■ FRAGMENTO PROPORCIONADO:
○ ○ ○ ○ ○ ○ ○
Tags: #Historia, Arqueología

»Aquella extraña pérdida de peso que se experimentaba bajo el agua, hasta acostumbrarse, provocaba incidentes cómicos. Para moverse en aquellas profundidades y desplazarse de un lugar a otro, había que ponerse rígido y dar impulso apoyando un pie en el fondo rocoso. Entonces salía uno disparado como un cohete, navegando majestuosamente por la sucia papilla de fango, y a veces se llegaba más lejos de donde uno se proponía.

»Calculando las medidas un poco a bulto, podemos decir que la fuente forma un óvalo cuyo diámetro más largo mide unos 187 pies. El desnivel entre el suelo de la jungla y la superficie del agua oscila entre 67 y 80 pies. Dónde empezaba la superficie del estanque era cosa que se podía comprobar fácilmente; pero dónde acababa el agua y empezaba el cieno del fondo ya no era tan fácil de señalar, toda vez que no se percibía una línea precisa de demarcación. Pero calculo que la profundidad total entre fango y agua era de unos 65 pies. A unos 30 pies se llegaba a una capa de fango lo suficientemente espesa para poder soportar ramas y raíces de los árboles. Separadas por aquí y por allá, había rocas de formas y extensión muy distintas, más o menos como las pasas en un
pudding
.

»Puede uno imaginarse, por tanto, cómo sumidos en la oscuridad, entre olas de fango, escudriñando las hendiduras y las grietas del fondo rugoso de piedra caliza, buscábamos todo lo que la draga no había podido extraer. No debe perderse de vista tampoco que de vez en cuando se derrumbaban sobre nosotros bloques de piedra, removidos de repente por el agua. Mas a pesar de todo, aquello no era tan terrible como parece. Verdad es que caían pesados bloques cuando y como querían, y que no podíamos verlos ni desviarlos. Pero no era grande el peligro mientras mantuviéramos apartados de las rocas nuestras bocinas, nuestros pantalones neumáticos, nuestras cuerdas de salvamento y nuestros propios cuerpos. En el momento de caer las masas de rocas, mucho antes de que la piedra nos alcanzara, sentíamos la presión del agua que les precedía, y nos apartábamos. Era como una almohada gigantesca que se nos lanzara disparada suavemente. A veces nos dejaba boca abajo, con las piernas en alto, nos balanceaba y temblábamos como una clara de huevo vertida en un vaso de agua, hasta que aquella agitación se calmaba y podíamos pisar de nuevo el fondo. Si por imprudencia nos hubiéramos apoyado con la espalda en la roca, habríamos quedado cortados en dos mitades, como por unas tijeras gigantescas, y se habrían inmolado dos nuevas víctimas al dios de la lluvia.

»Los que hoy pueblan estas tierras creen que grandes serpientes y seres fabulosos habitan las oscuras simas de la fuente sagrada. Si tal creencia se basa en un apagado recuerdo de la antigua veneración por los ofidios, o más bien en algo visto por sus ojos, es cosa que sólo se puede conjeturar. Por mi parte, he visto nadar en el agua grandes serpientes y culebras, pero eran reptiles que casualmente habían caído al pozo y trataban de salir de allí. En ningún paraje de la fuente vimos serpientes ni otros animales extraños.
○ ○ ○ ○ ○ ○ ○
■ PROBLEMAS Y TAREAS:
A: Indique si cada afirmación concuerda con el relato de la fuente sagrada y cite las palabras exactas que lo deciden: (i) el diámetro más largo del óvalo que forma la fuente mide unos 187 pies; (ii) la profundidad total entre fango y agua era de unos 30 pies; (iii) en la fuente se vieron serpientes u otros animales extraños.
B: Según el relato de la fuente sagrada, ¿a qué profundidad se llegaba a una capa de fango capaz de soportar ramas y raíces de los árboles?
C: Prosiga el relato de la fuente sagrada a partir de su última oración.

■ DATOS ALMACENADOS:
○ ○ ○ ○ ○ ○ ○
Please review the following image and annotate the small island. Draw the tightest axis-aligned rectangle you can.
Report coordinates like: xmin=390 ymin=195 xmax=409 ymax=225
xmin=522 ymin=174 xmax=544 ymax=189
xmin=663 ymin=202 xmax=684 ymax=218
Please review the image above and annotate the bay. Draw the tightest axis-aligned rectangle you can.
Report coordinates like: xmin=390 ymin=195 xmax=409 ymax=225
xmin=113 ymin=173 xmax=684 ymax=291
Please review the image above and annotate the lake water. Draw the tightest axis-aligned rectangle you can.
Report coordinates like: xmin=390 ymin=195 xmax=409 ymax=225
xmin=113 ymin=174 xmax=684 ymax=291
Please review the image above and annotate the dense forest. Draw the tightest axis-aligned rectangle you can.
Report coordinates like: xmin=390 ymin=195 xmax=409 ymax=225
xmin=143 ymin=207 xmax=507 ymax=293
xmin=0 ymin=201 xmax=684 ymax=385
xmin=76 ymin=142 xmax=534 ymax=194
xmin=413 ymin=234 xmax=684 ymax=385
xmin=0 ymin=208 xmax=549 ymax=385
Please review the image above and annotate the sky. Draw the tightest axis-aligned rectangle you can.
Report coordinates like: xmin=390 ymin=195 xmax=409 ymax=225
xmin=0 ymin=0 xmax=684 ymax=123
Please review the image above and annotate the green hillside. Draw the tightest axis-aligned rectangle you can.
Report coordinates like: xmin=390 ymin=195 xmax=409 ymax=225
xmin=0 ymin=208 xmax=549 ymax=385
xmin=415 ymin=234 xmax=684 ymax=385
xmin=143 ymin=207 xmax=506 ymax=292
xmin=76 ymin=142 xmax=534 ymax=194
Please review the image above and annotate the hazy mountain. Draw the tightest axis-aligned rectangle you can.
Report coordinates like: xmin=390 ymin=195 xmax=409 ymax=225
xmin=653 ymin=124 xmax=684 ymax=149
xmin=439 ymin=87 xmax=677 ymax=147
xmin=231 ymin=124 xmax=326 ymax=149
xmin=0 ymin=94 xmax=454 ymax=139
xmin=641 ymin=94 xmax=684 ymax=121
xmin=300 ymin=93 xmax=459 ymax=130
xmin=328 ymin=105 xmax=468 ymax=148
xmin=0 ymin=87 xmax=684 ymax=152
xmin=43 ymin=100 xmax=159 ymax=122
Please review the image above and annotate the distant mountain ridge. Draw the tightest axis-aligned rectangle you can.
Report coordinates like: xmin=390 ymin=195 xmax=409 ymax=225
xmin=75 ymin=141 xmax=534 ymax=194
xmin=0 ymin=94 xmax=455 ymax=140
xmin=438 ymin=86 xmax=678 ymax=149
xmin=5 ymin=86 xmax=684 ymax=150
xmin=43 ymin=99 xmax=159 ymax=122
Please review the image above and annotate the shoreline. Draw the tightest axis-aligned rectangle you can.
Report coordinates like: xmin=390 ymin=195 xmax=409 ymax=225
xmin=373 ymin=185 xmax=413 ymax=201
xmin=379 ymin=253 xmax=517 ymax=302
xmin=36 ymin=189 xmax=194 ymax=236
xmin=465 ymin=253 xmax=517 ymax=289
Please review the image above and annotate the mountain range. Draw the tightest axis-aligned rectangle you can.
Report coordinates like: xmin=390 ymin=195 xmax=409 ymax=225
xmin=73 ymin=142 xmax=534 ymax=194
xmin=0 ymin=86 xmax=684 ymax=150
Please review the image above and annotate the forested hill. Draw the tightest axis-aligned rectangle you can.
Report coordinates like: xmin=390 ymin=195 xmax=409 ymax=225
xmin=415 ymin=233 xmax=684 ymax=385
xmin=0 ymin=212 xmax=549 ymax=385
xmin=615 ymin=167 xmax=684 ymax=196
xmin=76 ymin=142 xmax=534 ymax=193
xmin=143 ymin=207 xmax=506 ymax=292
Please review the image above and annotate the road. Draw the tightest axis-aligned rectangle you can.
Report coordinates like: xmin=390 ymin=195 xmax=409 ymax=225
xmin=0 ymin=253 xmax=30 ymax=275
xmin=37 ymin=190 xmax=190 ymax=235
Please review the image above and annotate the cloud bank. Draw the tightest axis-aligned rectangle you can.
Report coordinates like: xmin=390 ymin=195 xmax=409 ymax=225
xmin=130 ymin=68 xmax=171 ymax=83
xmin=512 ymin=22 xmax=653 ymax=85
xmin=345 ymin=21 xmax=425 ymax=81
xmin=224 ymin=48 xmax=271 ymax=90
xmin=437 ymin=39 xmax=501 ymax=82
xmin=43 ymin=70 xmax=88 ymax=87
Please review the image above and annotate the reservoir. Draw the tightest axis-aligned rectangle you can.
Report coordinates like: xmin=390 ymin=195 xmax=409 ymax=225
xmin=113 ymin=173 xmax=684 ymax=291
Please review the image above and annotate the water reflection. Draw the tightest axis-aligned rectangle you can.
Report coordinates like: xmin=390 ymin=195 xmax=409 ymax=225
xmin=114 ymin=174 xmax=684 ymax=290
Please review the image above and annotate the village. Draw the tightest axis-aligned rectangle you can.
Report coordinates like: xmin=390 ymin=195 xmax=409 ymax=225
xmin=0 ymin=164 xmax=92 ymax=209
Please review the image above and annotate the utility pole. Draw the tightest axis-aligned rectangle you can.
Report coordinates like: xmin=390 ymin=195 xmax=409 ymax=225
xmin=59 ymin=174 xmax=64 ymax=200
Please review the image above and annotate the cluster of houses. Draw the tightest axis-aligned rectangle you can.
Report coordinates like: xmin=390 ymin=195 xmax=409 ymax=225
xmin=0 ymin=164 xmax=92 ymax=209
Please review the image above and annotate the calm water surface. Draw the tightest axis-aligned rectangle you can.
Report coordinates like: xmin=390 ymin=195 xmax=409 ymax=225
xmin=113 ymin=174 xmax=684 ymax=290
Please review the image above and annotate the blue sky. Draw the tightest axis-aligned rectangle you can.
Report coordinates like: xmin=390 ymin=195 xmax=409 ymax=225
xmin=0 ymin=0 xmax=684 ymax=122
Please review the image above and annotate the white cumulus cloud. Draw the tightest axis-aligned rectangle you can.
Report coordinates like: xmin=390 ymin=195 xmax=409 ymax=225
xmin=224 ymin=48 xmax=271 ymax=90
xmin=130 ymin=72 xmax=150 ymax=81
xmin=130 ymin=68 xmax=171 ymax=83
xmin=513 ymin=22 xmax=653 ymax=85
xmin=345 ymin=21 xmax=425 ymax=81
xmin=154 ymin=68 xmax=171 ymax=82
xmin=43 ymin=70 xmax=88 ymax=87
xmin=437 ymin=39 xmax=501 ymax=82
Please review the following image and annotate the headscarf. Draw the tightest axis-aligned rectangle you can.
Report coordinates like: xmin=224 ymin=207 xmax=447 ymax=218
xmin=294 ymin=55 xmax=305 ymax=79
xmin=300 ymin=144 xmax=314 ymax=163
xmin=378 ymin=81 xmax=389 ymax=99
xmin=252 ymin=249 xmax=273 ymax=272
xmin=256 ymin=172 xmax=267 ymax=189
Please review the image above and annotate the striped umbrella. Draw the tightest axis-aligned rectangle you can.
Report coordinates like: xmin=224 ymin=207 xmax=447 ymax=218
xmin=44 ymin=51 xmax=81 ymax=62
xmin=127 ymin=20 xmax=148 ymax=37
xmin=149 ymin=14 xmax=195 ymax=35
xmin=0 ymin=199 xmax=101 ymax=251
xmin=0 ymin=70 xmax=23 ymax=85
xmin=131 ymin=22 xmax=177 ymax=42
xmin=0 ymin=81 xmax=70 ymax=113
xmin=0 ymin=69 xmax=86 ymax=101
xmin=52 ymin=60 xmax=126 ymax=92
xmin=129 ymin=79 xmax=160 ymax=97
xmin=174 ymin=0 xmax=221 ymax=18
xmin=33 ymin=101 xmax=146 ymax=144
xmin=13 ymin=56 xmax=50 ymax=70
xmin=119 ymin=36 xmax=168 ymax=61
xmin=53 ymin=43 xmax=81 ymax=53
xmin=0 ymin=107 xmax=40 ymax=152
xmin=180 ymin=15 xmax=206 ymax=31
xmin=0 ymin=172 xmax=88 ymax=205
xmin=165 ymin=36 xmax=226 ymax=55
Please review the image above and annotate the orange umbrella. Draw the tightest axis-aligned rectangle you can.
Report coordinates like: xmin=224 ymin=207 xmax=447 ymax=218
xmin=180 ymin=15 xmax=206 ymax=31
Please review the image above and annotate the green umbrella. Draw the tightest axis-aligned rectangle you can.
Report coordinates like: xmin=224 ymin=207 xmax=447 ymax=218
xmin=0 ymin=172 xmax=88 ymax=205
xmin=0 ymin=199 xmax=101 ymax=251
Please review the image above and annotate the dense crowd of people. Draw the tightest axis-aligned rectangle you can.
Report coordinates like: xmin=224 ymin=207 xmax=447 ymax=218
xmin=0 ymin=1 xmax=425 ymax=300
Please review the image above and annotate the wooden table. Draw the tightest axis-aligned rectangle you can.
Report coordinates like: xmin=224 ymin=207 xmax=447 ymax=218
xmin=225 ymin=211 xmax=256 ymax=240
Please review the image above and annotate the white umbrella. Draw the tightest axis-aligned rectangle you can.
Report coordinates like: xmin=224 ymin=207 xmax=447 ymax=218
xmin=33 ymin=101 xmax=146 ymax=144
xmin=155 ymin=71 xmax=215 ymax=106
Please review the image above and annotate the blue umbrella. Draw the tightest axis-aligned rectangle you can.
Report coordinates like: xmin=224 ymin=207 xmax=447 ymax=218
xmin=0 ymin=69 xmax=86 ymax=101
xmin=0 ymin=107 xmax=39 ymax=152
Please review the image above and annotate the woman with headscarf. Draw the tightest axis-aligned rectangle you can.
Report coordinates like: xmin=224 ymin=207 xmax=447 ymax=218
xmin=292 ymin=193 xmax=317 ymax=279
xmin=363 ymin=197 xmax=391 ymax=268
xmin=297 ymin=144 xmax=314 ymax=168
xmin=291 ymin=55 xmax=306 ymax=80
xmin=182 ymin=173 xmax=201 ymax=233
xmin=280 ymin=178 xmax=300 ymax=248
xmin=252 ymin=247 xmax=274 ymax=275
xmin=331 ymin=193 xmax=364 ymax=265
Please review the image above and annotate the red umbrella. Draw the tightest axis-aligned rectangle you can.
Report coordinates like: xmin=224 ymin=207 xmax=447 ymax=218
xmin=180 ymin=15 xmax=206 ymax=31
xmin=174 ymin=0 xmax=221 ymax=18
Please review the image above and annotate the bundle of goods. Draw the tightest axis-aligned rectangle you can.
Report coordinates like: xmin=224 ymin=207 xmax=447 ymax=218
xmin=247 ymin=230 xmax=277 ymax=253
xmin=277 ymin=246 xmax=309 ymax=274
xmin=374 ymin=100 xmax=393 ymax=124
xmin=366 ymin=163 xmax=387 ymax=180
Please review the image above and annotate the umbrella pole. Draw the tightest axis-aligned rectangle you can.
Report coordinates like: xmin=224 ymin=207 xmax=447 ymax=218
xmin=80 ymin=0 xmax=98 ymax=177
○ ○ ○ ○ ○ ○ ○
■ RESULTADOS POR TAREA:
A:
(i) Sí: "la fuente forma un óvalo cuyo diámetro más largo mide unos 187 pies".
(ii) No: "calculo que la profundidad total entre fango y agua era de unos 65 pies".
(iii) No: "En ningún paraje de la fuente vimos serpientes ni otros animales extraños."

B: A unos 30 pies.

C:
»Ningún reptil tremendo me atacó durante la inmersión y, sin embargo, tuve un incidente que merece ser contado. El griego y yo escarbábamos con los dedos en una hendidura estrecha del fondo que prometía tan rico botín que nos hizo olvidarnos un tanto de nuestras habituales precauciones. De repente, sentí una cosa sobre mí, algo gigantesco que con fuerza tremenda me empujaba resbaladizamente hacia abajo. Algo liso y viscoso me hundía en el cieno, sin que yo lo pudiera impedir. Se me heló un momento la sangre, luego sentí que el buzo griego, a mi lado, tiraba de un objeto y me ayudaba hasta que consiguió liberarme. Era un tronco de árbol podrido, desprendido de la orilla y que al hundirse había dado con mi cuerpo en cuclillas.

»Otro día, sentado en una roca, y contemplando un hallazgo notable, una campanilla de metal fundido, me había olvidado de abrir las válvulas neumáticas. Guardado el hallazgo en el bolsillo y dispuesto ya a cambiar de posición, de repente me sentí disparado hacia arriba como una burbuja inflada. Era ridículo, pero era también peligroso, ya que en aquellas profundidades la sangre hace burbujas como el champaña, y si no se sube lentamente permitiendo a la presión de la sangre el tiempo necesario para adaptarse, puede producirse una embolia mortal. Felizmente, tuve calma bastante para abrir las válvulas, antes de haber subido mucho, y así escapé de lo peor. Pero aún hoy, por aquella imprudencia, padezco una lesión en los tímpanos y bastante sordera.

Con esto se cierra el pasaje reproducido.